■ DOCUMENT SECTION ■
=======
Tax Court of Canada Judgments

Decision Information

Decision Content

 

 

 

 

Citation: 2010 TCC 102

Date: 20100223

Docket:  2009-1026(IT)I

 

BETWEEN:

 

GERALD V. GUEST,

 

Appellant,

and

 

HER MAJESTY THE QUEEN

 

Respondent.

 

____________________________________________________________________

 

Counsel for the Appellant:

Mr. Sean M. Sinclair 

Counsel for the Respondent:

Mr. Ken Hawkins

____________________________________________________________________

 

ORAL REASONS FOR JUDGMENT

 

(Delivered orally by conference call on
February 11, 2010, at
Ottawa, Ontario,
modified for clarity and accuracy)
=======
■ WHAT IS ASKED ■
**a)** Copy the judgment header word for word, from "Mr. Ken Hawkins" to "clarity and accuracy)".
**b)** Based on the judgment header, is each statement true? (i) The reasons for judgment were given by conference call. (ii) Mr. Sean M. Sinclair acted for the Respondent. (iii) The reasons were delivered in Toronto. Answer yes or no for each and quote the words that decide it.
Answer from the judgment header alone.

■ COLLECTED MATERIAL ■
=======
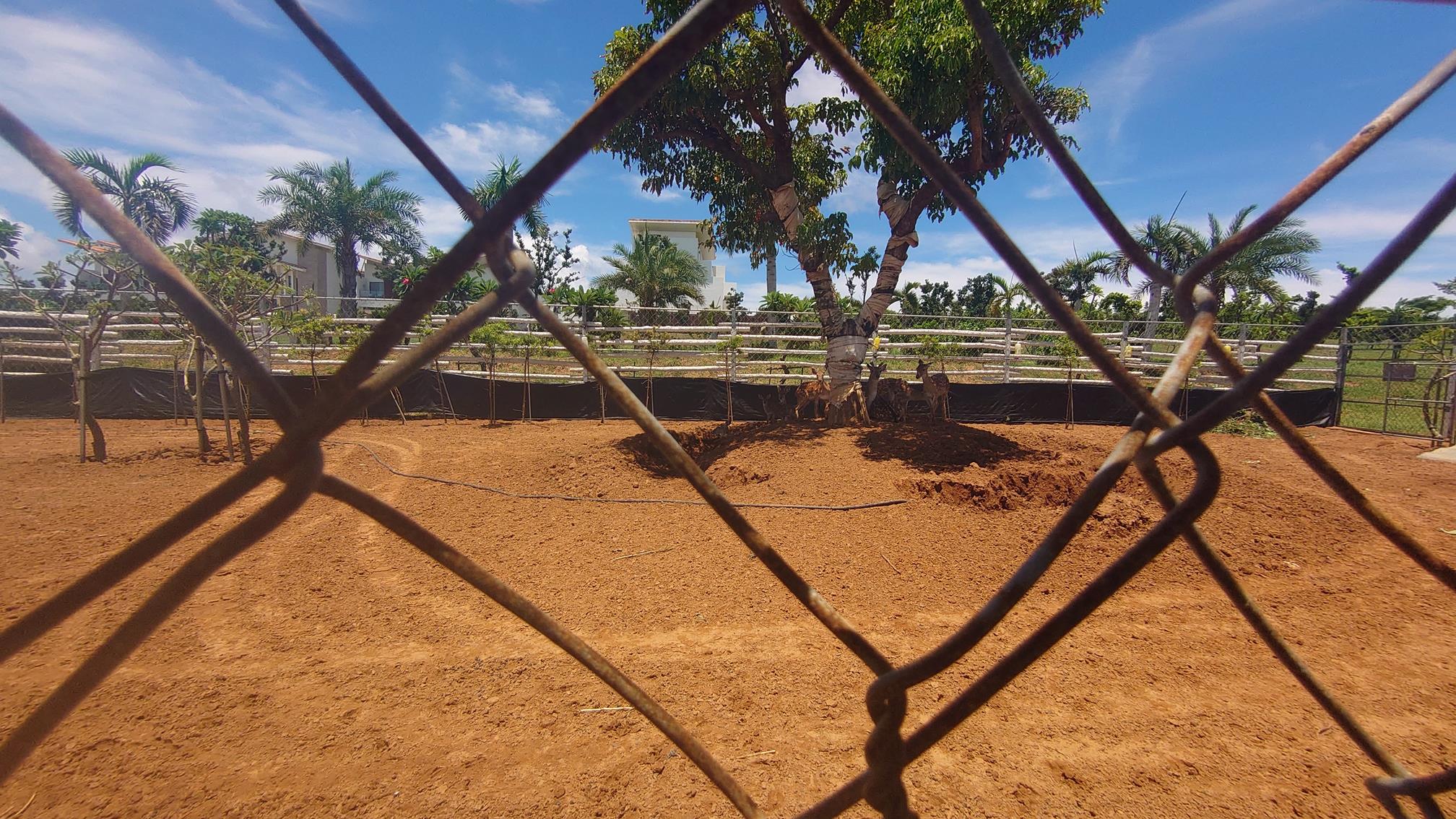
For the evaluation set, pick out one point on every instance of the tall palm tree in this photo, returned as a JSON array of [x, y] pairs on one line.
[[1007, 295], [1283, 251], [329, 203], [159, 206], [501, 178], [1172, 245], [657, 273], [1076, 277]]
=======
■ SOLUTIONS PER TASK ■
**a)**
Mr. Ken Hawkins

____________________________________________________________________

 

ORAL REASONS FOR JUDGMENT

 

(Delivered orally by conference call on
February 11, 2010, at
Ottawa, Ontario,
modified for clarity and accuracy)

**b)**
(i) Yes: "Delivered orally by conference call on"
(ii) No: the Respondent's counsel is "Mr. Ken Hawkins"
(iii) No: "Ottawa, Ontario"